#### What you will do
Return every record exactly as written.

#### Entries shown
--- begin ---
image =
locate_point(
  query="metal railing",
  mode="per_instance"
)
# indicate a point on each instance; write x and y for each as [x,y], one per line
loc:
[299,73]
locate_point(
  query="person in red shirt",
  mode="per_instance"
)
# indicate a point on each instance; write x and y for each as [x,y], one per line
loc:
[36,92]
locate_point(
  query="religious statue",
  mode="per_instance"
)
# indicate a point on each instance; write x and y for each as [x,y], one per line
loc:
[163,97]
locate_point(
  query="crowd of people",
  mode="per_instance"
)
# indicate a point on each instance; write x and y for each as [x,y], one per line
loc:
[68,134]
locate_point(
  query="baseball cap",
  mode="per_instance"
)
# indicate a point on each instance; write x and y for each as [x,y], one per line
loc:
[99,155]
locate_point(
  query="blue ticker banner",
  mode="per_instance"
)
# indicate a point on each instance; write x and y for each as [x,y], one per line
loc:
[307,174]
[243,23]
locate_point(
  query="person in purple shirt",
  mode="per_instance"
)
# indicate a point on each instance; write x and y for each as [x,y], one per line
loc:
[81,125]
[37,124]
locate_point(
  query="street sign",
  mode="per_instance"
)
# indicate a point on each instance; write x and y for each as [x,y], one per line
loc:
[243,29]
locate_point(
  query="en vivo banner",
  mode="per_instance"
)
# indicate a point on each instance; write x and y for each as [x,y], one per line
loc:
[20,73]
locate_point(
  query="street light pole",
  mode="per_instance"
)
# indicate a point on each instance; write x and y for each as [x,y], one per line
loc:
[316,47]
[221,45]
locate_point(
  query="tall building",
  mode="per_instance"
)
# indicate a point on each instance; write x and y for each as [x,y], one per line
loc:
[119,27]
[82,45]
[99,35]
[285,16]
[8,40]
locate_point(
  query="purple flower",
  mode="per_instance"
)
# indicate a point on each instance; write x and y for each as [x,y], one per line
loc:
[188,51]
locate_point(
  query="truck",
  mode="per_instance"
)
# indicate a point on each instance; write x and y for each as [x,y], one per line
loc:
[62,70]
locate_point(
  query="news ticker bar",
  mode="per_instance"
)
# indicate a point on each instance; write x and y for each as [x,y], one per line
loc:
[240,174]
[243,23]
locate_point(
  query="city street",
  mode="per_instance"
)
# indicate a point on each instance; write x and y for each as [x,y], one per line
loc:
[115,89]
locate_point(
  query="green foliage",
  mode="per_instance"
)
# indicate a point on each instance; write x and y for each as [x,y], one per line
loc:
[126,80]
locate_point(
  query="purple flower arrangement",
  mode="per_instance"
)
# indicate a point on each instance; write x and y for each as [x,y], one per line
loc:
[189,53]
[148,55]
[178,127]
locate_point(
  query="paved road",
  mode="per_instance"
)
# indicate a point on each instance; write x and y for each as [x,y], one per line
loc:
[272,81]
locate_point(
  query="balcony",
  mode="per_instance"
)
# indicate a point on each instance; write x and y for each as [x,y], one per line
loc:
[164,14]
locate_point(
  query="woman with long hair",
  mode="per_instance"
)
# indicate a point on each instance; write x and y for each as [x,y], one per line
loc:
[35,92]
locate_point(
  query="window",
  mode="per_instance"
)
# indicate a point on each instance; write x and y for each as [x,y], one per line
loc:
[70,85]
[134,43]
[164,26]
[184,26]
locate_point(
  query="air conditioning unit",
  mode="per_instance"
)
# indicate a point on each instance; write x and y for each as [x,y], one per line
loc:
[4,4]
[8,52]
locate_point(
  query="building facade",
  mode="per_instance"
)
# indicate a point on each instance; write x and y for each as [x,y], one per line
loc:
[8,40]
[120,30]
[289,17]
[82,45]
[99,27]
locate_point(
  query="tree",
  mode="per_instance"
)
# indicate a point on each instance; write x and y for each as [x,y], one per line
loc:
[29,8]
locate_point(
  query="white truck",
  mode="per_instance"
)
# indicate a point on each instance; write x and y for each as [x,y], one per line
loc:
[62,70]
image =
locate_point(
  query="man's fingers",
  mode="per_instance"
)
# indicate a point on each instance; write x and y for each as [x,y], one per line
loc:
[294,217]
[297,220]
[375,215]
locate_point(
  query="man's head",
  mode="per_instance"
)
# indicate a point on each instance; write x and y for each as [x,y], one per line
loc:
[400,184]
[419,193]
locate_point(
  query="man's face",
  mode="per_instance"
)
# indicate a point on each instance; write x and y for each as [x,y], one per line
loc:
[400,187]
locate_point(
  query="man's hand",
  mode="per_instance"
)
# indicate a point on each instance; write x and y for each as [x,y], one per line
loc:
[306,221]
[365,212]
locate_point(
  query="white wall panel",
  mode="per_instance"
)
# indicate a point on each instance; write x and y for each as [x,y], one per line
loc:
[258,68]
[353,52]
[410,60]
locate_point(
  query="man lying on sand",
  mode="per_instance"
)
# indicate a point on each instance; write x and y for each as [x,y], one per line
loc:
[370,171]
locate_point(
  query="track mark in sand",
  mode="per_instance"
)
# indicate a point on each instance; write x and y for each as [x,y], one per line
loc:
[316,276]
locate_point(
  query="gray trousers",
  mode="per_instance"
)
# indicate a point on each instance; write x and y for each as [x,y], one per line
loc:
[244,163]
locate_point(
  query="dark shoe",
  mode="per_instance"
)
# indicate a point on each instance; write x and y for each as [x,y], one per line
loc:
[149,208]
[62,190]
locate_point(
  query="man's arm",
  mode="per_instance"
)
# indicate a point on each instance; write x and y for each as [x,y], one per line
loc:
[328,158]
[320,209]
--- end ---
#### Task solution
image =
locate_point(
  query="metal railing",
  mode="per_instance"
)
# indicate a point on each instance; write x and y for each as [x,y], one per line
loc:
[299,73]
locate_point(
  query="person in red shirt",
  mode="per_instance"
)
# indicate a point on each instance; write x and y for each as [x,y], one per line
loc:
[36,92]
locate_point(
  query="religious statue",
  mode="per_instance"
)
# indicate a point on each instance; write x and y for each as [x,y], one per line
loc:
[163,97]
locate_point(
  query="crowd of people",
  mode="per_instance"
)
# indicate a point on each instance; write x and y for each as [x,y], one per line
loc:
[68,134]
locate_point(
  query="baseball cap",
  mode="per_instance"
)
# indicate a point on each instance; write x and y for each as [x,y], one per line
loc:
[99,155]
locate_point(
  query="blue ticker banner",
  mode="per_instance"
)
# indicate a point on each instance; write x and y for each as [x,y], one per line
loc:
[307,174]
[243,23]
locate_point(
  query="person in purple shirt",
  mode="per_instance"
)
# indicate a point on each instance; write x and y for each as [x,y], one per line
loc:
[81,125]
[37,124]
locate_point(
  query="street sign",
  mode="per_instance"
)
# indicate a point on each instance; write x and y for each as [x,y], one per line
loc:
[243,29]
locate_point(
  query="en vivo banner",
  mode="per_instance"
)
# indicate a point on each instance; write x and y for each as [x,y], one per line
loc:
[20,73]
locate_point(
  query="street light pole",
  mode="per_instance"
)
# indicate a point on each instance; write x and y for each as [x,y], one per line
loc:
[316,47]
[221,45]
locate_point(
  query="tall building",
  mode="per_instance"
)
# indicate a point on each instance; write x and y for each as [x,y], one per line
loc:
[119,27]
[82,45]
[99,35]
[285,16]
[8,40]
locate_point(
  query="purple flower",
  mode="per_instance"
)
# indicate a point on each instance; write x and y for each as [x,y], one per line
loc:
[188,51]
locate_point(
  query="truck",
  mode="per_instance"
)
# indicate a point on each instance; write x and y for each as [x,y], one per line
loc:
[62,70]
locate_point(
  query="news ticker bar",
  mode="per_instance"
)
# indicate a point on each instance; write x and y for each as [x,y], one per line
loc:
[240,174]
[243,23]
locate_point(
  query="city street",
  mode="per_instance"
)
# indicate a point on each instance; write x and y for each as [x,y], one per line
loc:
[115,89]
locate_point(
  query="green foliage",
  mode="per_instance"
)
# indicate a point on each instance; write x and y for each as [x,y], one per line
loc:
[126,80]
locate_point(
  query="purple flower arrangement",
  mode="per_instance"
)
# indicate a point on each instance; write x and y for each as [x,y], one per line
loc:
[189,53]
[148,55]
[178,127]
locate_point(
  query="paved road",
  mode="per_instance"
)
# indicate a point on each instance; write x and y for each as [x,y], one per line
loc:
[272,81]
locate_point(
  query="balcony",
  mode="per_instance"
)
# indicate a point on each instance; write x and y for each as [x,y], one per line
loc:
[164,14]
locate_point(
  query="woman with long hair",
  mode="per_instance"
)
# indicate a point on each instance; write x and y for each as [x,y], one per line
loc:
[35,92]
locate_point(
  query="window",
  mode="per_instance"
)
# indicate a point on each instance; write x and y for each as [x,y], one per line
loc:
[70,85]
[134,43]
[164,26]
[184,26]
locate_point(
  query="air conditioning unit",
  mode="per_instance"
)
# indicate a point on each instance; write x and y for each as [x,y], one per line
loc:
[4,4]
[8,52]
locate_point(
  query="building facade",
  mode="per_instance"
)
# indicate a point on each instance; write x and y for each as [x,y], one per line
loc:
[8,40]
[120,30]
[289,17]
[82,45]
[99,27]
locate_point(
  query="tree",
  mode="per_instance"
)
# indicate a point on each instance; write x and y for each as [x,y], one per line
loc:
[29,8]
locate_point(
  query="white truck",
  mode="per_instance"
)
# indicate a point on each instance; write x and y for each as [x,y], one per line
loc:
[62,70]
image =
locate_point(
  query="man's fingers",
  mode="per_instance"
)
# indicate a point on each instance; write x and y for each as [x,y], one per line
loc:
[294,217]
[297,220]
[375,215]
locate_point(
  query="man's head",
  mode="per_instance"
)
# indicate a point on each instance; write x and y for each as [x,y], one per line
loc:
[400,184]
[419,193]
locate_point(
  query="man's face",
  mode="per_instance"
)
# indicate a point on each instance; write x and y for each as [x,y], one per line
loc:
[400,187]
locate_point(
  query="man's hand",
  mode="per_instance"
)
# indicate a point on each instance; write x and y for each as [x,y], one per line
loc:
[306,221]
[365,212]
locate_point(
  query="white wall panel",
  mode="per_instance"
)
# indicate a point on each instance; write x and y for each as [x,y], one per line
loc:
[258,68]
[353,52]
[410,60]
locate_point(
  query="man lying on sand",
  mode="per_instance"
)
# indicate a point on each instance; write x and y for each as [x,y], one per line
loc:
[370,171]
locate_point(
  query="track mark in sand",
  mode="per_instance"
)
# indicate a point on each instance; write x and y for each as [x,y], one per line
loc:
[316,276]
locate_point(
  query="gray trousers",
  mode="per_instance"
)
# indicate a point on each instance; write x and y for each as [x,y], one per line
loc:
[244,163]
locate_point(
  query="dark shoe",
  mode="per_instance"
)
# indicate a point on each instance; write x and y for each as [x,y], one per line
loc:
[149,208]
[62,190]
locate_point(
  query="man's arm",
  mode="per_instance"
)
# indicate a point on each instance; write x and y for each as [x,y], one per line
loc:
[328,158]
[320,209]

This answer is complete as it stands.